--- EXERCISE SET ---
#1 Translate this sentence from the match report into Spanish: "Eventually the Toon fans in front were taken to sit somewhere else, and peace was restored."
#2 Based on the match report, state whether each statement is correct, answering yes or no and quoting the deciding words: (a) Three Newcastle fans were behind the narrator. (b) Stuart converted his chance in the six yard box. (c) Robert Lee scored Newcastle's goal.

--- SUPPLIED PASSAGE ---
━━━━

The Police made their way up to our row and about five of them stood in my way so I couldn't see a thing.

"Are you gonna let me sit down then or wha'?"

I said. None of them even listened! They just kept arguing about whether the Newcastle fan should have been in our end. There was more than just one as well -- there were three behind me and another two in front again.

If that wasn't bad enough, two of my mates' teachers in school were sitting just two seats (to our left) away! Not ideal, considering he'd bunked off school to go, and even worse considering some of the language he used in the first half (not knowing they were there)!

Eventually the Toon fans in front were taken to sit somewhere else, and peace was restored.

And then Stuart had a chance to put us in the lead again. The ball sat up nicely for him in the six yard box, but he fluffed the easy opportunity and the writing was on the wall.

Then a goal. To Newcastle. Apalling defending, and a sweet strike by Robert Lee was the cause of it. Another five minute spell were our defence just totally fell apart. Obviously, people will point out that Kenny Dogleish made a tactical master-stroke by putting Asprilla on, but up to that point he was ineffectual.

━━━━

--- ROWS ---
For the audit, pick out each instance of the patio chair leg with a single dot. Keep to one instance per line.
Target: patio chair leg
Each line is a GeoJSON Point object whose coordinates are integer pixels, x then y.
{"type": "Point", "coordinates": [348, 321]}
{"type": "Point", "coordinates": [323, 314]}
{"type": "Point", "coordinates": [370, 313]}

━━━━

--- RESPONSES FOR EACH TASK ---
#1 Finalmente, a los aficionados del Toon que estaban delante los llevaron a sentarse en otro sitio, y se restableció la paz.

#2
(a) Yes: "there were three behind me"
(b) No: "but he fluffed the easy opportunity"
(c) Yes: "a sweet strike by Robert Lee was the cause of it"